» **Task**
State how many lines in the entries below contain the string "wall", treating uppercase and lowercase as distinct, and give only that number.

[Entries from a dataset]
** start **

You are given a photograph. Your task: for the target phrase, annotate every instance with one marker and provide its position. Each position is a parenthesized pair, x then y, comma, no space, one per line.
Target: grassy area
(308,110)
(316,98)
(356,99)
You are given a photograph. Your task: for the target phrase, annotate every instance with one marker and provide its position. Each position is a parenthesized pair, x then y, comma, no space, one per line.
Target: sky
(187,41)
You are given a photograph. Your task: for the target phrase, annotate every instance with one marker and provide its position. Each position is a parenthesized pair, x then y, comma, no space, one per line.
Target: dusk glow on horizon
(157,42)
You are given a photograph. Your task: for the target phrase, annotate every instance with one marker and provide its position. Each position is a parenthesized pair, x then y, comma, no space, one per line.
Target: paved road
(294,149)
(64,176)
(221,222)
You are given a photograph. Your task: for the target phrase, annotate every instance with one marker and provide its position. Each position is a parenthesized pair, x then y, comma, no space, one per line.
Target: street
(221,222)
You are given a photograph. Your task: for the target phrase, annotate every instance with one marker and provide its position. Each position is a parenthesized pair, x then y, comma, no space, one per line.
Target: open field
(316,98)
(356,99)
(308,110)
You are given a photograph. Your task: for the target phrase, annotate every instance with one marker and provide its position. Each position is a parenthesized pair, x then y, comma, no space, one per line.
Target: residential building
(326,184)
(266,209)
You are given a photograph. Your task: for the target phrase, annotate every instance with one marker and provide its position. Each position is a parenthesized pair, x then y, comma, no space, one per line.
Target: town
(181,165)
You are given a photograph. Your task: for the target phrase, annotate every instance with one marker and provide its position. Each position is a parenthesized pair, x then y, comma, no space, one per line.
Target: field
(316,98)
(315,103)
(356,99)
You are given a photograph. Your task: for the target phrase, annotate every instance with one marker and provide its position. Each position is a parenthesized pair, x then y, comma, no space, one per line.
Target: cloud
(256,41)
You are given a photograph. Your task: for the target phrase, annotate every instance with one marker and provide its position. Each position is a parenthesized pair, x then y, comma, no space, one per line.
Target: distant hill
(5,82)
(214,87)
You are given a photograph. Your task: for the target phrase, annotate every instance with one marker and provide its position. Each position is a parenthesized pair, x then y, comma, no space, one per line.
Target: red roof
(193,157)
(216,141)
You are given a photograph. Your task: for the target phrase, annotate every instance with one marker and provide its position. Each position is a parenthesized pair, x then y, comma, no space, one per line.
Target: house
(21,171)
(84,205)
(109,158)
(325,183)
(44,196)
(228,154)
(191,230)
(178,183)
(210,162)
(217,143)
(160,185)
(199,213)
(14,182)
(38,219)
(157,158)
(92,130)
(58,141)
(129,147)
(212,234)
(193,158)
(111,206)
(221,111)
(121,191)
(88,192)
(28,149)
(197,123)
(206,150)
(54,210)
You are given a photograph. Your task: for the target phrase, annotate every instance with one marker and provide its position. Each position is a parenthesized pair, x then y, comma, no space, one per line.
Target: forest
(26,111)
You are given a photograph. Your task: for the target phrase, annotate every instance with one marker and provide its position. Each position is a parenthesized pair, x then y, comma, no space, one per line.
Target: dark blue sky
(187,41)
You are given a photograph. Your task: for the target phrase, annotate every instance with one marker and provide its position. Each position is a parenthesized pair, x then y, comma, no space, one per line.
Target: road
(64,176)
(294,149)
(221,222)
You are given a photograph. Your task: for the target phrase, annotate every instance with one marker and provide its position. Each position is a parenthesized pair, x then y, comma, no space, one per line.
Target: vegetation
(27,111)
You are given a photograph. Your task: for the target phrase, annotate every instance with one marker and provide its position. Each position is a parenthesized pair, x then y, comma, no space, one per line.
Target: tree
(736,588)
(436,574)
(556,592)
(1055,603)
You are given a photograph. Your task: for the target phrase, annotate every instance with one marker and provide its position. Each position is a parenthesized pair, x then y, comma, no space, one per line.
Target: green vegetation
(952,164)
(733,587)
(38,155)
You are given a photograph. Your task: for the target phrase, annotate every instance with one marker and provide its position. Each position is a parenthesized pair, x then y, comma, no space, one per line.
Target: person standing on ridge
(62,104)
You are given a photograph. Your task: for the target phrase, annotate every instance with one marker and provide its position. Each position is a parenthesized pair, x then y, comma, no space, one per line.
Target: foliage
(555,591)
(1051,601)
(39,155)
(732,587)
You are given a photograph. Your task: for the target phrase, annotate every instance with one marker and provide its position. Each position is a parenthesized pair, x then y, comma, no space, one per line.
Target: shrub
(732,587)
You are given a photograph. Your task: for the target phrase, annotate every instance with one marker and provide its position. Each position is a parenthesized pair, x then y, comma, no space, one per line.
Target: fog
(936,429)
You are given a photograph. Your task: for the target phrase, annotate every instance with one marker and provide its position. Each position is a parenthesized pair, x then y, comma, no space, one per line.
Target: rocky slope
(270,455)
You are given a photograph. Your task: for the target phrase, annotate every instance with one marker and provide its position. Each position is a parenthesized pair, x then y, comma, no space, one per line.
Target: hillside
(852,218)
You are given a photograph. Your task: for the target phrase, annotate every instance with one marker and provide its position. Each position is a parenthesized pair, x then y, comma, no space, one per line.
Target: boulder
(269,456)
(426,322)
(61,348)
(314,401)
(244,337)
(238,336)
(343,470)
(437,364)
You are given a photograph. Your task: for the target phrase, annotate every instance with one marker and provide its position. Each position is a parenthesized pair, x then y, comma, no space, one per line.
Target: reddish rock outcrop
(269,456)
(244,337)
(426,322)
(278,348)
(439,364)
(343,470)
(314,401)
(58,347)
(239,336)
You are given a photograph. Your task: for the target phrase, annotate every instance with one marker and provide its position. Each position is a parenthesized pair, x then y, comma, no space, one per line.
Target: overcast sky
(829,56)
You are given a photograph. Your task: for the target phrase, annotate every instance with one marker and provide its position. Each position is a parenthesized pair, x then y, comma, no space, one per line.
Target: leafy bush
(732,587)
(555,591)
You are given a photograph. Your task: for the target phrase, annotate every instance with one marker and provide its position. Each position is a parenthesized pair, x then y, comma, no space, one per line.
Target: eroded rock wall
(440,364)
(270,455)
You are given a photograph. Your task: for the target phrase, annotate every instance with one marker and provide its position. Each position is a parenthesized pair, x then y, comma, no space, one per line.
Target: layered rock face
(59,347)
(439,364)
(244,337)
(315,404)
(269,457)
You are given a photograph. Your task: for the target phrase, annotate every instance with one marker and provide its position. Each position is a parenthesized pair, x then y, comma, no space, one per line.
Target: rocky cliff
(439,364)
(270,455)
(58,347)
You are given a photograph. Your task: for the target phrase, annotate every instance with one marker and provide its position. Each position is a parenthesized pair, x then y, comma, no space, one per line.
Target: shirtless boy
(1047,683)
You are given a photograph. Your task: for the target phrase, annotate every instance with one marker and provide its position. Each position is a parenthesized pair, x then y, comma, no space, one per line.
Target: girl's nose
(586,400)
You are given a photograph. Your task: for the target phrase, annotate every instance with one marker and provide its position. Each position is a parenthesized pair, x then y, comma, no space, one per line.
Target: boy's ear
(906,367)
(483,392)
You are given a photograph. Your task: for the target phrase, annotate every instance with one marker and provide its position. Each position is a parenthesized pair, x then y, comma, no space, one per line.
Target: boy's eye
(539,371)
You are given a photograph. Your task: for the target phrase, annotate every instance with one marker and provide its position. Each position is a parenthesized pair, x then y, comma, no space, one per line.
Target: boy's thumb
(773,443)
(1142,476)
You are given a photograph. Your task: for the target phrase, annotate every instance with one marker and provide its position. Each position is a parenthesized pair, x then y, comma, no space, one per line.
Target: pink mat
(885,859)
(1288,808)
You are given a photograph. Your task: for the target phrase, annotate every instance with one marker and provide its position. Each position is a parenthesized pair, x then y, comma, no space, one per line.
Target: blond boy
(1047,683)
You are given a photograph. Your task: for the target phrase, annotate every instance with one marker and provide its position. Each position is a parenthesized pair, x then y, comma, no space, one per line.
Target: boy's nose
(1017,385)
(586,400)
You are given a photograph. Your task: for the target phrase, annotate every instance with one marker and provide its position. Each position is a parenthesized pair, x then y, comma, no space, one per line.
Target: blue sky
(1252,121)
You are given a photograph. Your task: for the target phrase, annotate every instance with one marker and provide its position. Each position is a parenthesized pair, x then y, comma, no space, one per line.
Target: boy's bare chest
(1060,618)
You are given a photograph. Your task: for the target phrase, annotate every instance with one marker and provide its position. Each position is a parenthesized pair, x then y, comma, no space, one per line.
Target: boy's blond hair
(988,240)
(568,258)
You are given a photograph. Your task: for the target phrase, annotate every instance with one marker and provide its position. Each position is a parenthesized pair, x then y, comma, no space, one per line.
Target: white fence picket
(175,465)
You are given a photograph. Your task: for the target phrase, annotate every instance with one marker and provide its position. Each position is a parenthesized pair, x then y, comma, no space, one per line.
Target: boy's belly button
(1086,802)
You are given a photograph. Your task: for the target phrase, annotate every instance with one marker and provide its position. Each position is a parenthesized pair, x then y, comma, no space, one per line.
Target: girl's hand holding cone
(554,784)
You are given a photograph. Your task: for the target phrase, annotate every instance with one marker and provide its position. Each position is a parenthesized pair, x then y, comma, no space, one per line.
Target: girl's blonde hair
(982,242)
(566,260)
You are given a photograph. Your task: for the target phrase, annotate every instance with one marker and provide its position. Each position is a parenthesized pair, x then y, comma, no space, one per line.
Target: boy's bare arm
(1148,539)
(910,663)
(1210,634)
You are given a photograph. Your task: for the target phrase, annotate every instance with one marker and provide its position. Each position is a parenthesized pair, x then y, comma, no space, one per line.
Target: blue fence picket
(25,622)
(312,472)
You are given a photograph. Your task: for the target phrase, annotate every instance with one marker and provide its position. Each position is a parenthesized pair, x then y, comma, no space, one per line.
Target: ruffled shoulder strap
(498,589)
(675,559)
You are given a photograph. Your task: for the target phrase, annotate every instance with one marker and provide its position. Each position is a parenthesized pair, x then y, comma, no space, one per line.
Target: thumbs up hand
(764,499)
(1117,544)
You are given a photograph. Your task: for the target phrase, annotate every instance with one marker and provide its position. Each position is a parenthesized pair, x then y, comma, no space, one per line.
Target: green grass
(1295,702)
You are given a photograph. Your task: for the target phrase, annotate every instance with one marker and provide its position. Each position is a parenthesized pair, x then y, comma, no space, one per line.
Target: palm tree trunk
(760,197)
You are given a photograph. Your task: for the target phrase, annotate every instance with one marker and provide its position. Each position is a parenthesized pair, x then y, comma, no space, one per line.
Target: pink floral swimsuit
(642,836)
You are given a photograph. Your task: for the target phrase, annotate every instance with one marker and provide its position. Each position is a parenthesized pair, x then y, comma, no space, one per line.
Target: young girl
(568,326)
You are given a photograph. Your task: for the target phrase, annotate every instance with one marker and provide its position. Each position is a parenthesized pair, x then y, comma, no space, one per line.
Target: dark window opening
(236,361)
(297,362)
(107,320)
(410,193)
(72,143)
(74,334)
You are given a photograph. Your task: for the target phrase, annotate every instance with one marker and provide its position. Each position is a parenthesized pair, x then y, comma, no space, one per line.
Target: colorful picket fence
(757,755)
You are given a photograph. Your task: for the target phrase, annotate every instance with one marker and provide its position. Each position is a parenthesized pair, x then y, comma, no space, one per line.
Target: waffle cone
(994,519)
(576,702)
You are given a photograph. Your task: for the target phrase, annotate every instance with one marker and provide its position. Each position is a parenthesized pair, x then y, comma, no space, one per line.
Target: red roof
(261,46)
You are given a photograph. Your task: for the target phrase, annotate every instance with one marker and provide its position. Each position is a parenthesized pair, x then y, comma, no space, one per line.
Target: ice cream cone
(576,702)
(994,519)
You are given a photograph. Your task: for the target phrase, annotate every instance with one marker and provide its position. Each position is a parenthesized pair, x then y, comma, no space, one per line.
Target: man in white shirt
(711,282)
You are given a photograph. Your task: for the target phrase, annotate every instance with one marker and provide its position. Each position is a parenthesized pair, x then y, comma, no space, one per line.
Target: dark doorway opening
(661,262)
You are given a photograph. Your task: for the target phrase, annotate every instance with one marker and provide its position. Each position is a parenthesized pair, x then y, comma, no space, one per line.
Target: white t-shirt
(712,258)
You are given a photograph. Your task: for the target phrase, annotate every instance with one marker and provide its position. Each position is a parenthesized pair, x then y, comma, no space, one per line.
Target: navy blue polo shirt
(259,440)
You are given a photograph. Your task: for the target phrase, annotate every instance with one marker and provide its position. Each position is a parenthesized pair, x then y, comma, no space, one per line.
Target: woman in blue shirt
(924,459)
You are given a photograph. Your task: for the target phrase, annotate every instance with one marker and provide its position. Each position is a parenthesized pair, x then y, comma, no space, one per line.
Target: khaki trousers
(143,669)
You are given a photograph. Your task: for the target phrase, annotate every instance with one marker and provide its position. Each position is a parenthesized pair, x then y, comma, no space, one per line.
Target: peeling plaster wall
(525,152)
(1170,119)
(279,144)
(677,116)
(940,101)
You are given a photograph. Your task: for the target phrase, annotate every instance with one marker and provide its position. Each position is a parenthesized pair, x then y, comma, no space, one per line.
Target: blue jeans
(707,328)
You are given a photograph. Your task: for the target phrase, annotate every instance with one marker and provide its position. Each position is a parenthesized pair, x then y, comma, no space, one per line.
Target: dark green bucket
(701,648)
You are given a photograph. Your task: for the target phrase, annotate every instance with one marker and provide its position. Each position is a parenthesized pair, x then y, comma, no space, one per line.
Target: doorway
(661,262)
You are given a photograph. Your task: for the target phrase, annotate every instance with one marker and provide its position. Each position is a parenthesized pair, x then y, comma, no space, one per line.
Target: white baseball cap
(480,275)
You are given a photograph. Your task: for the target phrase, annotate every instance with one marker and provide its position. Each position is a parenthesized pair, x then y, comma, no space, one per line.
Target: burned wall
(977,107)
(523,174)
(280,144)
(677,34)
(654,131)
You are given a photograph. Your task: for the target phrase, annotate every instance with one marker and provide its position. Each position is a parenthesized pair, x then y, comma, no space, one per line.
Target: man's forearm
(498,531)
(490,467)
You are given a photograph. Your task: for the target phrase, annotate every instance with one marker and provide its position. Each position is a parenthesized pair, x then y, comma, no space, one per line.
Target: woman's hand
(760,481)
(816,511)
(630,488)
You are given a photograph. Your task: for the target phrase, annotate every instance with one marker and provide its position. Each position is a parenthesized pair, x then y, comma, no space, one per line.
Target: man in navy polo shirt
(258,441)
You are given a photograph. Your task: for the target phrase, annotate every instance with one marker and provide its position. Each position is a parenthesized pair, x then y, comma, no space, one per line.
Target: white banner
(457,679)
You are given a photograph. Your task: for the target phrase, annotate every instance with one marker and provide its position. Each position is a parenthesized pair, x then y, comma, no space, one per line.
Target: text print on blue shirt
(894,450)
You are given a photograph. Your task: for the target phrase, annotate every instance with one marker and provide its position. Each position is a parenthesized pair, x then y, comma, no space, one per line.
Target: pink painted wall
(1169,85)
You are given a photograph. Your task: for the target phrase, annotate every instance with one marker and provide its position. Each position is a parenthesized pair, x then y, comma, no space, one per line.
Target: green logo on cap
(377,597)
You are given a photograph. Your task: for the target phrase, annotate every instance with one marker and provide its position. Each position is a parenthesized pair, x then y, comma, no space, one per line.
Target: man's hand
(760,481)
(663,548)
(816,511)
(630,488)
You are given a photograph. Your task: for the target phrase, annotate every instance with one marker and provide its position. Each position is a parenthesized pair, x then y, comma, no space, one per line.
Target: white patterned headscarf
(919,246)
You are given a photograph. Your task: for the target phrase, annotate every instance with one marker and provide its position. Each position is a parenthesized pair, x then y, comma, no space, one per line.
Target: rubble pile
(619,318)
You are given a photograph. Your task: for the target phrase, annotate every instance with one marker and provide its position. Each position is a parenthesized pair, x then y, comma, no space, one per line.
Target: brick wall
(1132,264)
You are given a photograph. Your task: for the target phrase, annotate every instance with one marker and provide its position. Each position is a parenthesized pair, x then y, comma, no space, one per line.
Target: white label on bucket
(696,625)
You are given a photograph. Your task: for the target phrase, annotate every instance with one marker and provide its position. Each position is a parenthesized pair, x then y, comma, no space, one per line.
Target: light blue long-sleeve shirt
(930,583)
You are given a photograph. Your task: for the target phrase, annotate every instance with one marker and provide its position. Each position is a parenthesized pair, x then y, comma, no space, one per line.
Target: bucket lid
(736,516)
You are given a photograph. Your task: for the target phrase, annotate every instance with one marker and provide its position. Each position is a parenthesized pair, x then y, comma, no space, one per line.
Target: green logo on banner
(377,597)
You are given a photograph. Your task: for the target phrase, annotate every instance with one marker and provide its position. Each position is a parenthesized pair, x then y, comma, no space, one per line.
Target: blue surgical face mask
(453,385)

** end **

» **Exercise result**
5